**REQUIRED TASK A:** According to the commentary below on Nguyen and the Senate memorial, on what date does the Voice of OC lawsuit against the County of Orange go to trial?
**REQUIRED TASK B:** Carry on the commentary below about Nguyen's dissent over the Hayden memorial from its last sentence.

━━━━━ EXTRACT PROVIDED ━━━━━

Nguyen is drawing solid support from the Republican Party with a significant boost at this past month’s GOP state convention and a rally here in Orange County this past weekend where Vietnamese American community leaders called on Senate leaders to issue an apology.
They should.
As we head into Sunshine Week (March 12-18), celebrating freedom of expression and access to open government, we need to remember that accommodating dissenting voices is what makes our national experiment not only unique but possible.
As a reminder, the Voice of OC lawsuit against the County of Orange – contesting the county position that emails between county supervisors and county staff are secret – goes to trial next week on March 14.
Now to be clear, Nguyen had every right to offer her perspective on a public memorial involving Senator Hayden, even if it was uncomfortable for some.
Perhaps she should have offered it the very day Hayden was memorialized instead of waiting to a later date, where her dissenting view was ultimately shut down.
Too often, our system seems adept at avoiding uncomfortable discussions.
I still give Nguyen credit for speaking up for her community.
As a Cuban American, I feel kinship with Vietnamese American community leaders because I have somewhat of an understanding of what life under communism is like as well as its systemic violation of human rights.
I also understand what it feels like to watch political and business interests underplay the horror of such regimes.
Yet I also understand what it feels like to see a politician play to the crowd, with late gestures.
It reminds me of watching Nguyen as a newly-elected county supervisor running alongside the highway offering protestors water in front of the St. Regis Monarch Beach Resort and Spa in Dana Point back in 2007 when Vietnamese President Nguyen Minh Triet visited.

━━━━━ DATA ━━━━━

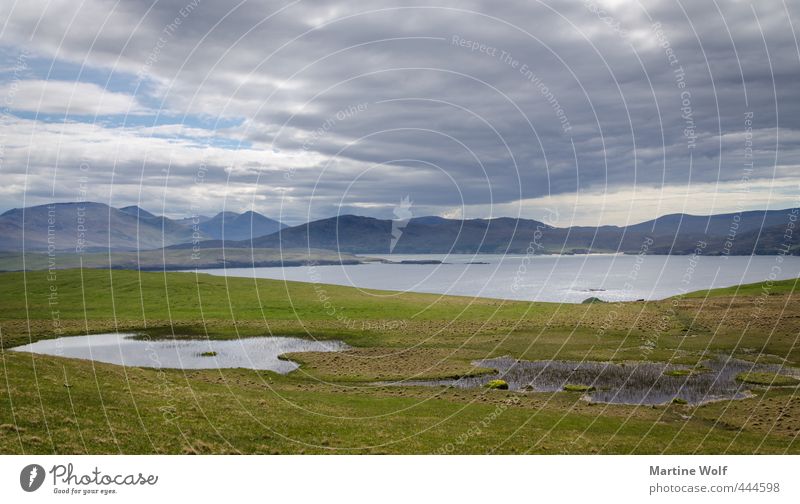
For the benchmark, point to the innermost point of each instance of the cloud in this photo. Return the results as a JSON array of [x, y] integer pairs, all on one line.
[[312, 110]]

━━━━━

**OUTPUT A:** March 14

**OUTPUT B:**
She could have potentially stopped the visit.
Yet Nguyen never questioned anything about county resources that went into preparing the visit or the Sheriff’s Deputies who were paid for with local tax dollars to protect the regime’s president from the very refugees who fled their terror.
The visit was seemingly negotiated through a shadowy non-profit group, called the Protocol Foundation operating here in Orange County that works with the State Department and the County of Orange to enable local visits but offers little information about who is visiting, especially not before the visits.
I’ve looked into the group before and found a few records, listing a host of official visits to the County of Orange from places like China, visits that are never publicized.
Nguyen, nor her successor Supervisor Andrew Do, have ever asked for one public report about the Protocol Foundation or any update about what specifically Chinese officials are doing in local government buildings.
For the record, we received a request from one Chinese delegation to visit the Voice of OC several years ago to hear about our “anti-corruption” efforts as investigative reporters.
As journalists, we believe in engagement, and we gladly hosted the delegation in our lobby and gave an update about how most public officials in our system are required to submit conflict-of-interest forms that allow reporters to question whether they profit from official decisions.
We detailed how we use those statements – in California they are called a Form 700 – to expose conflicts involving public business.
We also asked the delegation to tell us about Chinese approaches to transparency as well as human rights and didn’t get much of a response.
In fact, we never heard from the delegation again.
I’m still curious about how these secret visits to the County of Orange are handled.
Yet unfortunately officials like Nguyen or Do, who are often active on issues involving closed regimes like the Vietnamese government, have never expressed public interest. No other Orange County supervisor has ever expressed an interest in the Protocol Foundation either.
Now, while I support the concept of engagement, even with closed regimes that generate significant communities of political refugees in the United States, it should always be a double-edged sword.
Sure, regimes like the Vietnamese or Chinese or Cubans get American dollars and visits from activists like Tom Hayden.
In exchange, there’s supposed to be increasing respect for basic human rights.
Yet watching Nguyen get dragged out of a California Senate chamber is a stark reminder that too often, after the trade deals are done and history has been rewritten, our ideals take a quiet back seat to profit.
Even in our own house.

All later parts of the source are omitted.